▸ Challenge: Quote the concert review below, from "[Photos of David" to "25 years later.".

-- begin Provided passage --

In Stop Making Sense, Talking Heads’ magnificent 1984 concert film, you don’t see a lingering shot of the audience until the film’s final song, Crosseyed and Painless. Until this final climactic guitar workout, the audience is purposefully kept hidden — David Byrne and director Jonathan Demme did it so the film-viewing audience could form their own opinion of the show, uninfluenced by crowd reaction. When you finally do see the crowd, they’re all dancing uncontrollably, seemingly enthralled by the performance.

[Photos of David Byrne at Bonnaroo by Dave Vann]

It’s somewhat fitting then, that at Byrne’s June 6 performance at Wolf Trap in Vienna, Va., it took that very song — 11 songs into the 2-hour set — to finally get the typically reserved Wolf Trap crowd up and out of their seats. Maybe it’s understandable; it was the first real Heads heavy hitter in a set which — to that point — was dominant on Byrne’s other work. Perhaps it’s simple irony; just as Stop Making Sense’s Crosseyed and Painless gives visual evidence to Byrne’s power over an audience, the song still does the same thing 25 years later.

-- end Provided passage --
-- begin Data records --

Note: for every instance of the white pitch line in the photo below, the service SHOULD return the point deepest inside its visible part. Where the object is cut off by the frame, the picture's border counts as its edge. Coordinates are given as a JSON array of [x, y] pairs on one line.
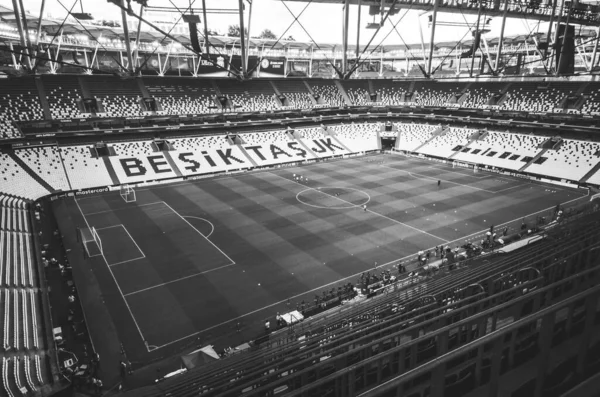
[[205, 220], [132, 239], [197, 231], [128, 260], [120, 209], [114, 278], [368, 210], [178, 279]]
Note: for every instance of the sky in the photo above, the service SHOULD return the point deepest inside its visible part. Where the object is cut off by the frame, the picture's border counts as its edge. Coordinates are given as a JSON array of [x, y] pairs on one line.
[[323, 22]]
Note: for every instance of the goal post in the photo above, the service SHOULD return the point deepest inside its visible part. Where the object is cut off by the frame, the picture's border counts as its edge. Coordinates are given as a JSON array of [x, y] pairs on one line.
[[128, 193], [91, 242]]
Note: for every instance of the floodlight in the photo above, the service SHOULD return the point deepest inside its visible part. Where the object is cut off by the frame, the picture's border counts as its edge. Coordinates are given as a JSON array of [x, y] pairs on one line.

-- end Data records --

▸ Written solution:
[Photos of David Byrne at Bonnaroo by Dave Vann]

It’s somewhat fitting then, that at Byrne’s June 6 performance at Wolf Trap in Vienna, Va., it took that very song — 11 songs into the 2-hour set — to finally get the typically reserved Wolf Trap crowd up and out of their seats. Maybe it’s understandable; it was the first real Heads heavy hitter in a set which — to that point — was dominant on Byrne’s other work. Perhaps it’s simple irony; just as Stop Making Sense’s Crosseyed and Painless gives visual evidence to Byrne’s power over an audience, the song still does the same thing 25 years later.